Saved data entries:
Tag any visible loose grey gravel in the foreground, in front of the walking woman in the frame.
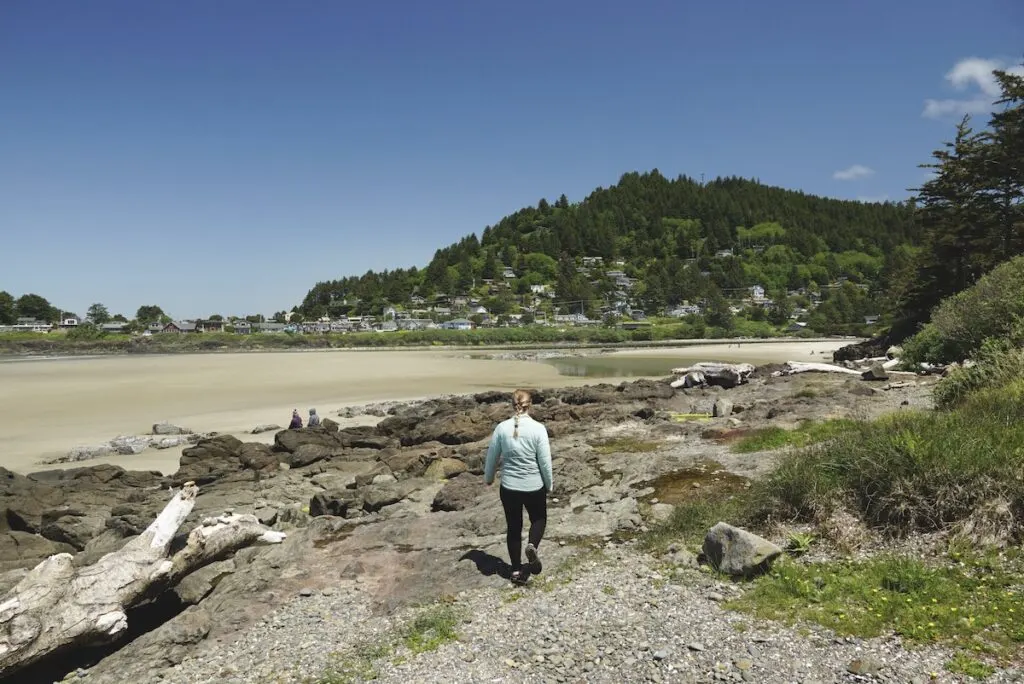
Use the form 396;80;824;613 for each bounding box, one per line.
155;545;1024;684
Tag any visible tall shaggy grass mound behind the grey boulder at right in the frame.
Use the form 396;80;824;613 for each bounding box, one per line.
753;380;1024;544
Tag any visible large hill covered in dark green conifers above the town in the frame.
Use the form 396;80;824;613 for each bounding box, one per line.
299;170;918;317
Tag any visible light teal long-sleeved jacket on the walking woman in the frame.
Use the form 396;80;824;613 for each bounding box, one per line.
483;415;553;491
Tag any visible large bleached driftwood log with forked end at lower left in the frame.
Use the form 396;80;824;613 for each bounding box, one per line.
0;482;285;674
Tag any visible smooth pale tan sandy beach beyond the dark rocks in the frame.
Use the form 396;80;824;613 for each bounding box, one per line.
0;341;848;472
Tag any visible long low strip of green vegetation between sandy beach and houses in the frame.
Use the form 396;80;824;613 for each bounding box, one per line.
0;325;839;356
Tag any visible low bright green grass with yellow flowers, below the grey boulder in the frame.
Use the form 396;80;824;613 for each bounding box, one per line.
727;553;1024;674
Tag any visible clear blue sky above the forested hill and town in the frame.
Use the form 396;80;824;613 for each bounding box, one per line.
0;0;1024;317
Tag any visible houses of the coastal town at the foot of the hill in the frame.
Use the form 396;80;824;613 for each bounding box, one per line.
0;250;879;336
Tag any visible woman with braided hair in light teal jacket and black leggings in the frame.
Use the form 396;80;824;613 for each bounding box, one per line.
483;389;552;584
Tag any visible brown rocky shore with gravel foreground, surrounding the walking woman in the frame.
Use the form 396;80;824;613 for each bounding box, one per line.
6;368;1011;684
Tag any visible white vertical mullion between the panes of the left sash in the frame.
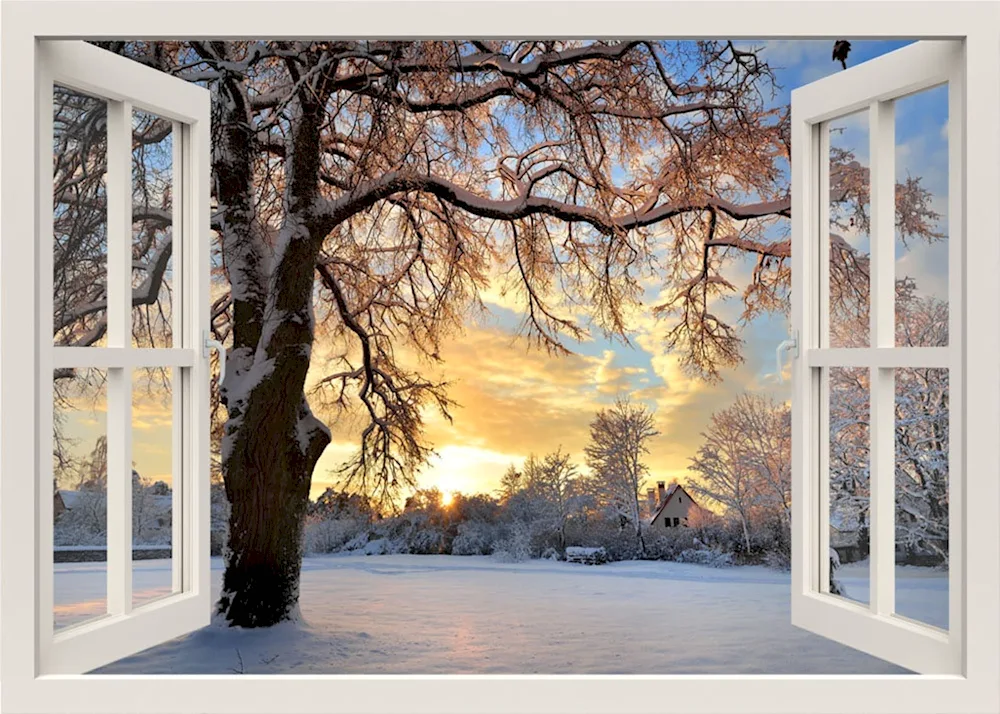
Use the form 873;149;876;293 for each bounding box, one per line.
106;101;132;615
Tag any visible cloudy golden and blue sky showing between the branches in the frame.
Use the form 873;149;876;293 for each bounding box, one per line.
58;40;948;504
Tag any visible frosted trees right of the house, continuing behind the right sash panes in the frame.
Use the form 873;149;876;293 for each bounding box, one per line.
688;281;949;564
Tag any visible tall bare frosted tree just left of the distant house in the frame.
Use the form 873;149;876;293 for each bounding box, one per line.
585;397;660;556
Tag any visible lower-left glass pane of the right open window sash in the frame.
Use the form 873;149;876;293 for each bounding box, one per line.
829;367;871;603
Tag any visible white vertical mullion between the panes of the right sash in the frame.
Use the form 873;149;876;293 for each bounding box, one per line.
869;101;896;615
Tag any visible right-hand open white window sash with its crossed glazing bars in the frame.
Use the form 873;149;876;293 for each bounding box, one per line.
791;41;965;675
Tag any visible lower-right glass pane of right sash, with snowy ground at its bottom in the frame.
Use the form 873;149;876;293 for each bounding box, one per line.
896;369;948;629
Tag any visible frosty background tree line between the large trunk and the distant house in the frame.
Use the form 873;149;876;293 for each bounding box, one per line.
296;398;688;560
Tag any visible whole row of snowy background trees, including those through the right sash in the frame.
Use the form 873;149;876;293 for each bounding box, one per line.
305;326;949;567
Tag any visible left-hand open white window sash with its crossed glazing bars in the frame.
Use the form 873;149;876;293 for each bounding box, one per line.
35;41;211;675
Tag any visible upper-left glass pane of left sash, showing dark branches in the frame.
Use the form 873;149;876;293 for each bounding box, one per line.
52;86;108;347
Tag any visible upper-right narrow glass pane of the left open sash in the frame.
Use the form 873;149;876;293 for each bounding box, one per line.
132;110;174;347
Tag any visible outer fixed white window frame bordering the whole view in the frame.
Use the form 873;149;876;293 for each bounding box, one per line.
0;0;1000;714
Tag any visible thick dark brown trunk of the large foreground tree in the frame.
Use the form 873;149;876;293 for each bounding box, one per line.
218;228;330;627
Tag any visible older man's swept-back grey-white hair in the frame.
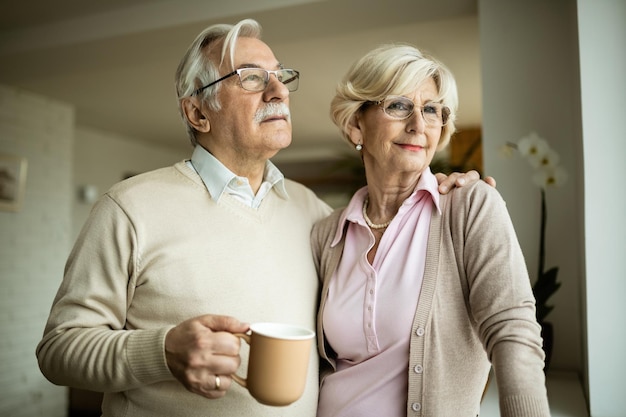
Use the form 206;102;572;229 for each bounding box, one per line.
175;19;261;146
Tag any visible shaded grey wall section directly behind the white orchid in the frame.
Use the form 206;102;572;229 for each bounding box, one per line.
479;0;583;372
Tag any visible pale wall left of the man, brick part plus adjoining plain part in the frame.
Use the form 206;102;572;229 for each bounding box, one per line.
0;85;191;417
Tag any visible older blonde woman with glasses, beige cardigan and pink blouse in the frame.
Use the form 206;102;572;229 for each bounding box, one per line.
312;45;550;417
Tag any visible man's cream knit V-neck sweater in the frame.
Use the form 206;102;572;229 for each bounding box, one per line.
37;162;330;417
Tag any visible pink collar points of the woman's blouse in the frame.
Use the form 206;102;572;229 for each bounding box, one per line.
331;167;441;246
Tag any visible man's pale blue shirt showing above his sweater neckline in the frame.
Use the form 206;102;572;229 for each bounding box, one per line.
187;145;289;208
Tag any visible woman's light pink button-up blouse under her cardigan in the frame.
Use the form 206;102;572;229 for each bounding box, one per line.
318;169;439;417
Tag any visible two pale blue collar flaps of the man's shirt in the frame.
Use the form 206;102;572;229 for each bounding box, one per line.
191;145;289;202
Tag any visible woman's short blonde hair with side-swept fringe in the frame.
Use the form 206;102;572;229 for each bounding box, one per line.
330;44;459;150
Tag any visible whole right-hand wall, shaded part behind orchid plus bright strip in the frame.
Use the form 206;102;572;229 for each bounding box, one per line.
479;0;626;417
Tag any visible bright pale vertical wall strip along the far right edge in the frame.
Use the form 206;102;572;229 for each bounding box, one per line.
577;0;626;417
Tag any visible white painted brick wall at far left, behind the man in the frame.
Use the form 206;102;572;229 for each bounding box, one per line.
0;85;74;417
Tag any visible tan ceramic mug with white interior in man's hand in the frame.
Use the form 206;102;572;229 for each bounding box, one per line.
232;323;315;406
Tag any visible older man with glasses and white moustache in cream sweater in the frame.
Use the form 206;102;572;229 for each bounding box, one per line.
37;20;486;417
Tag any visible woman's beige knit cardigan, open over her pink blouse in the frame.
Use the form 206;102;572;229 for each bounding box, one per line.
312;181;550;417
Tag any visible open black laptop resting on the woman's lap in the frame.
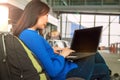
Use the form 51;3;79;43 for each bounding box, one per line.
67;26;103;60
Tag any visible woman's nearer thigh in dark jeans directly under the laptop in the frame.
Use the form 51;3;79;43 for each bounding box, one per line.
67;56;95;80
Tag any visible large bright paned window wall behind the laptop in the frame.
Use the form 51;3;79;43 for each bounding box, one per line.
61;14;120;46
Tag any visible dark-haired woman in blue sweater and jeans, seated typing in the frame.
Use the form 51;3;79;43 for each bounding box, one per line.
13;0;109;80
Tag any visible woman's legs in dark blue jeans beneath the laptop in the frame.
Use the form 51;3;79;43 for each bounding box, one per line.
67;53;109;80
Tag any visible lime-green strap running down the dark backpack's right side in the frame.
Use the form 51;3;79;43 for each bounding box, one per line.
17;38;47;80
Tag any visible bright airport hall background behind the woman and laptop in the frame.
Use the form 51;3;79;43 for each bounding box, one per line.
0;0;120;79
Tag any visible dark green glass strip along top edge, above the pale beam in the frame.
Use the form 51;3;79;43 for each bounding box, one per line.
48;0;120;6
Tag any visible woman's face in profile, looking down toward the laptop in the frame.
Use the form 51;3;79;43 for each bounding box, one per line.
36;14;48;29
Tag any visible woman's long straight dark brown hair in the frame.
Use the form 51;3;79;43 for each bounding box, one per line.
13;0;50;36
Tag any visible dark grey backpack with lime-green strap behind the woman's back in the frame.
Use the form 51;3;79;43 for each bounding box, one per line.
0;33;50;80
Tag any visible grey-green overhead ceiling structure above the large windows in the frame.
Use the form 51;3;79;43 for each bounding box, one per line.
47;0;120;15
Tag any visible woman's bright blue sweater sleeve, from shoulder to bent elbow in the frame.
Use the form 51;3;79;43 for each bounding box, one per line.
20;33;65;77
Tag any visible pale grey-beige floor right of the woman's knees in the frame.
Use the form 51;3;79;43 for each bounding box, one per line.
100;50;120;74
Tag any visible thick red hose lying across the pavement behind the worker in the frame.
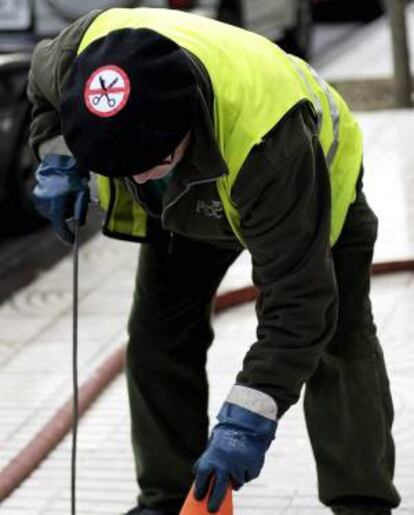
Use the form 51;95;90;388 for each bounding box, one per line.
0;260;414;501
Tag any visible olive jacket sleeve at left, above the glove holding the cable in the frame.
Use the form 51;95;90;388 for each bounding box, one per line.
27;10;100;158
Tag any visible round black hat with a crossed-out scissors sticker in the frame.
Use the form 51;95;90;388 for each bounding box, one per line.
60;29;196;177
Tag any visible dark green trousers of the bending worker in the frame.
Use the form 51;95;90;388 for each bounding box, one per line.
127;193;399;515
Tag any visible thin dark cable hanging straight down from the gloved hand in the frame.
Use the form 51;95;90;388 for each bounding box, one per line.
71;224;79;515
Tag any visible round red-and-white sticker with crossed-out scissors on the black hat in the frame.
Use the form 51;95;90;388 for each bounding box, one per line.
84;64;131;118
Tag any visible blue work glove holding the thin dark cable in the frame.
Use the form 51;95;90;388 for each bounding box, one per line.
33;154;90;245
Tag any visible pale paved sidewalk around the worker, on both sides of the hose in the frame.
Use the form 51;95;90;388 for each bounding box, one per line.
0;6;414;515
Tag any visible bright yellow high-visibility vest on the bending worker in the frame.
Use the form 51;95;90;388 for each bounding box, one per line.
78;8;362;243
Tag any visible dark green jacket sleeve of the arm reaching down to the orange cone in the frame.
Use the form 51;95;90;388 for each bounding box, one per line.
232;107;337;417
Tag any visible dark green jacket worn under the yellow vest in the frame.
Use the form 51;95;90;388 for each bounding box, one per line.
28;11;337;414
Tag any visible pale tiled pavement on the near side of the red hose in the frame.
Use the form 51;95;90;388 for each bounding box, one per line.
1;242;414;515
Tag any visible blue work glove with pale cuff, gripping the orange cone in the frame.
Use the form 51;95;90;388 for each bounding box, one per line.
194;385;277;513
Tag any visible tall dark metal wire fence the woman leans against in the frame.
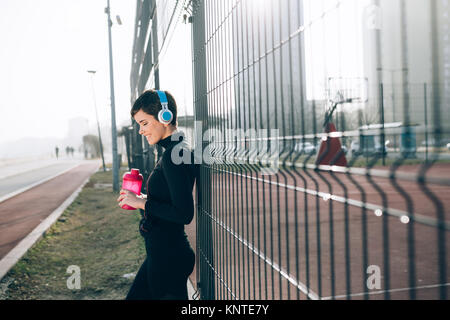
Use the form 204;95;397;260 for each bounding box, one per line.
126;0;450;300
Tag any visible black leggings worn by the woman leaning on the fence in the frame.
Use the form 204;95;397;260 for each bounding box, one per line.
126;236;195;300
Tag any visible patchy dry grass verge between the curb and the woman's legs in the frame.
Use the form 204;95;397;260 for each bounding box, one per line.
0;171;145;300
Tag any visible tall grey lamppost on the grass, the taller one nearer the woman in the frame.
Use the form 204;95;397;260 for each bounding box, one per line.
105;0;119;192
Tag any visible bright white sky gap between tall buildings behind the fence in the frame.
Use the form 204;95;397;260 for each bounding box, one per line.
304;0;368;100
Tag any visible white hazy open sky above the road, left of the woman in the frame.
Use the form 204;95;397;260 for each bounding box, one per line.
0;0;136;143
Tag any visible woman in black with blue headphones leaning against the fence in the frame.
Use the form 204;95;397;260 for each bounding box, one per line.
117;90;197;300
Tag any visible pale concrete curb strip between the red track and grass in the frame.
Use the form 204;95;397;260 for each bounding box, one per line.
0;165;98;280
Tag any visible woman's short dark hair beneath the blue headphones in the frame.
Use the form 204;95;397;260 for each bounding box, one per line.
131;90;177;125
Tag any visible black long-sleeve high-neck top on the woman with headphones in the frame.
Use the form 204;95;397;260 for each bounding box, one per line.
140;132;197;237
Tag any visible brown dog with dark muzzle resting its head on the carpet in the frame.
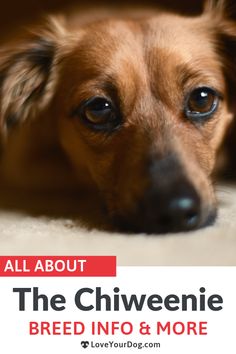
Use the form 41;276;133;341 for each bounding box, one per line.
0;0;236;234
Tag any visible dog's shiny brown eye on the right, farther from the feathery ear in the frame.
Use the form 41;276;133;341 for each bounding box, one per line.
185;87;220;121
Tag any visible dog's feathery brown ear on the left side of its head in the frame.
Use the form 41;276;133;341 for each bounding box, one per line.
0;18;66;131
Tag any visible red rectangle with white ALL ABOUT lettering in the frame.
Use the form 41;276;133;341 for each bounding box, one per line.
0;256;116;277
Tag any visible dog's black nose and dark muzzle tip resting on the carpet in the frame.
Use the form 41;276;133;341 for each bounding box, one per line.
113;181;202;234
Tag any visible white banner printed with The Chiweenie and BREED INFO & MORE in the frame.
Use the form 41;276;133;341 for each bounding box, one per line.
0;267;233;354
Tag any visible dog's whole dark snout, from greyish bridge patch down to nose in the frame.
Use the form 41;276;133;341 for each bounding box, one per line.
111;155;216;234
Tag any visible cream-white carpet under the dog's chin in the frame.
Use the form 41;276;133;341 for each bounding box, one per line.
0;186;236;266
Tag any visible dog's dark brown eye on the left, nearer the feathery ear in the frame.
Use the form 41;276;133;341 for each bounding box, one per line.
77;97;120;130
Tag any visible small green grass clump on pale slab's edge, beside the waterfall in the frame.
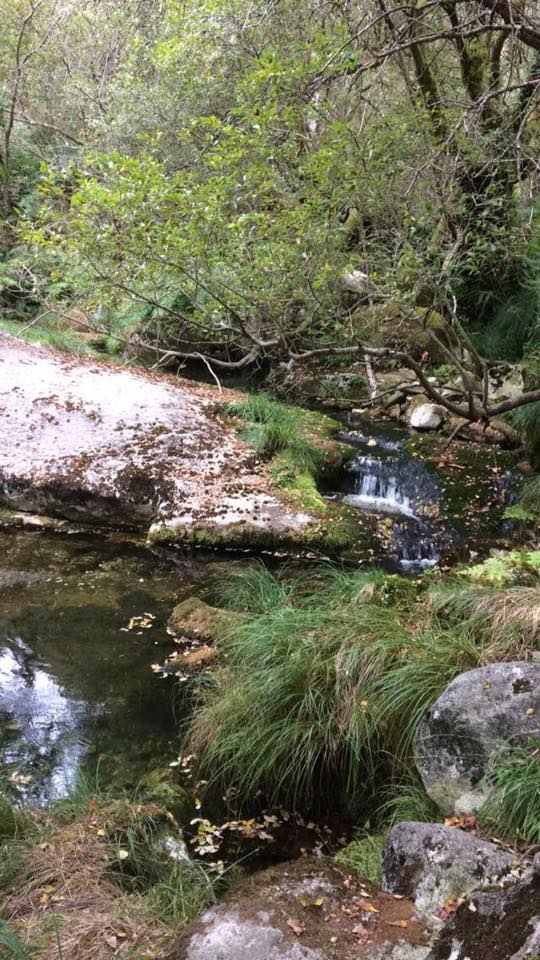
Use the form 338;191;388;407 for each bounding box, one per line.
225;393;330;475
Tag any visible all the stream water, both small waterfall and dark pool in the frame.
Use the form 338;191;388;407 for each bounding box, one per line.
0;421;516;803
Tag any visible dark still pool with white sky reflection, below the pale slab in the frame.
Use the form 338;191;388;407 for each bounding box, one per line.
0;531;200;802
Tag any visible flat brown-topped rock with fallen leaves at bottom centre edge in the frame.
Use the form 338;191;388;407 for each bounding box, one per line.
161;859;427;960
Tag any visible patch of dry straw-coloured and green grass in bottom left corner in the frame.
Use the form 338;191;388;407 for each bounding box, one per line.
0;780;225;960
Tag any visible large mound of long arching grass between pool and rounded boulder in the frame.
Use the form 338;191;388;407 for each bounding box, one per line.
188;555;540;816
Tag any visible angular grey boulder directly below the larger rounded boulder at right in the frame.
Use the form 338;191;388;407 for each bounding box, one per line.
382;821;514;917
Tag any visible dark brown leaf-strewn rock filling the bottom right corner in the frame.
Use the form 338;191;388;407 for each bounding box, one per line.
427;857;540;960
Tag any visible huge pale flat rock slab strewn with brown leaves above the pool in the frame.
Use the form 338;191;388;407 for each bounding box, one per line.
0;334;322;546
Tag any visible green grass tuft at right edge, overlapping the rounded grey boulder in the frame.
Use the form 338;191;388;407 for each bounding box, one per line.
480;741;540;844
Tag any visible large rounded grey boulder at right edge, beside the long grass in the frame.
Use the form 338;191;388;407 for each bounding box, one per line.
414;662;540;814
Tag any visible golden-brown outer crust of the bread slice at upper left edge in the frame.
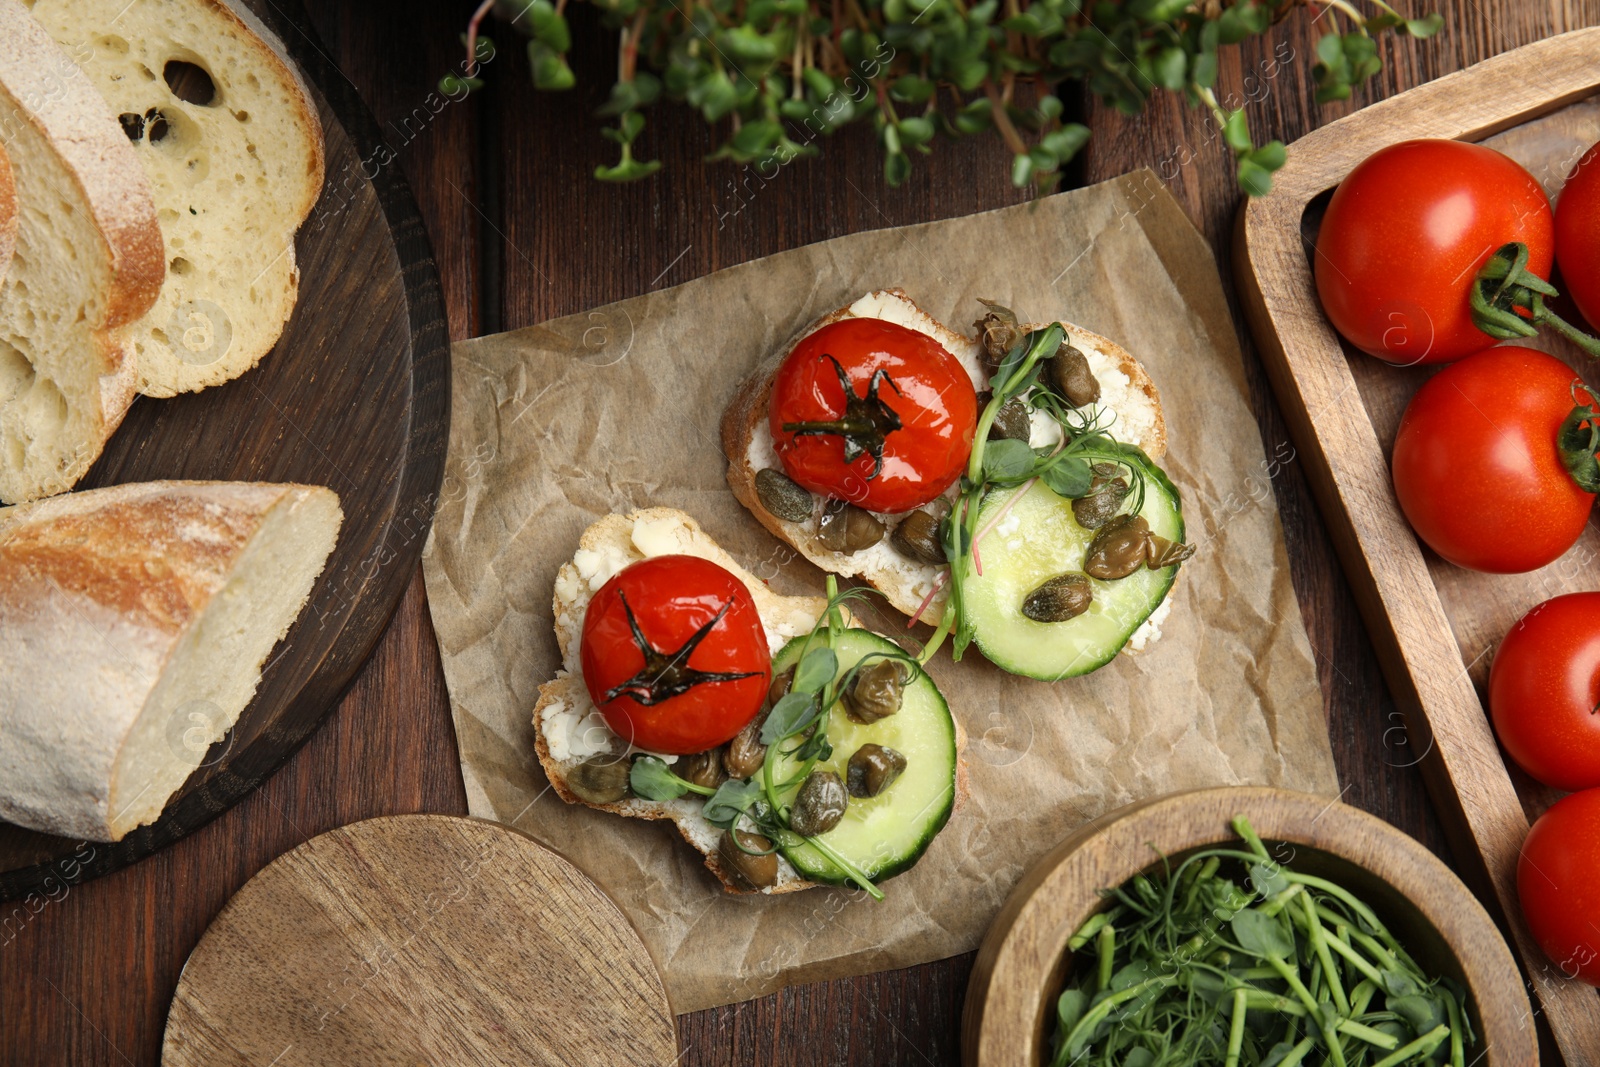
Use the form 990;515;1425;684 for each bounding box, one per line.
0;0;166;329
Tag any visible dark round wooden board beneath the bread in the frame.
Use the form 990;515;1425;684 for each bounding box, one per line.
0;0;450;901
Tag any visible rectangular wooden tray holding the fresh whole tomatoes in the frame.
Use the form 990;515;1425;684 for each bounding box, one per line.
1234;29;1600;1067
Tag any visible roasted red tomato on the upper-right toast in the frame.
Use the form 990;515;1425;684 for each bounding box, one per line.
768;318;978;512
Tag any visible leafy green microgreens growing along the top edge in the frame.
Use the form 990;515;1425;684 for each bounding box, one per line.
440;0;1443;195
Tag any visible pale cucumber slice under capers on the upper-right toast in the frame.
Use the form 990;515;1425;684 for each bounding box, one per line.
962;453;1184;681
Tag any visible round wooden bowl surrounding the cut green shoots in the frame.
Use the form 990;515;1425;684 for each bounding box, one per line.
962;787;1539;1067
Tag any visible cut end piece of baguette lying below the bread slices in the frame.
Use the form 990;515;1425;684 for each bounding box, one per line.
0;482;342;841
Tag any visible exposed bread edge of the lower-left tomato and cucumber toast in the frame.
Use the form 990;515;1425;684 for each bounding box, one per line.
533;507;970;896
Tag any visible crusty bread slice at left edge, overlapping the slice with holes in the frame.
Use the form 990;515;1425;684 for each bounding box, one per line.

How to complete this task:
Using the records above, filter out every line that lacks the string "beige" and copy the rest.

Solution below:
Tag any visible older blonde woman with glasses, beige cardigan and pink blouse in the frame.
Tag any visible woman's beige knit cardigan, open over her pink blouse in the frame.
Tag any visible pale grey-beige floor right of the woman's knees in the frame.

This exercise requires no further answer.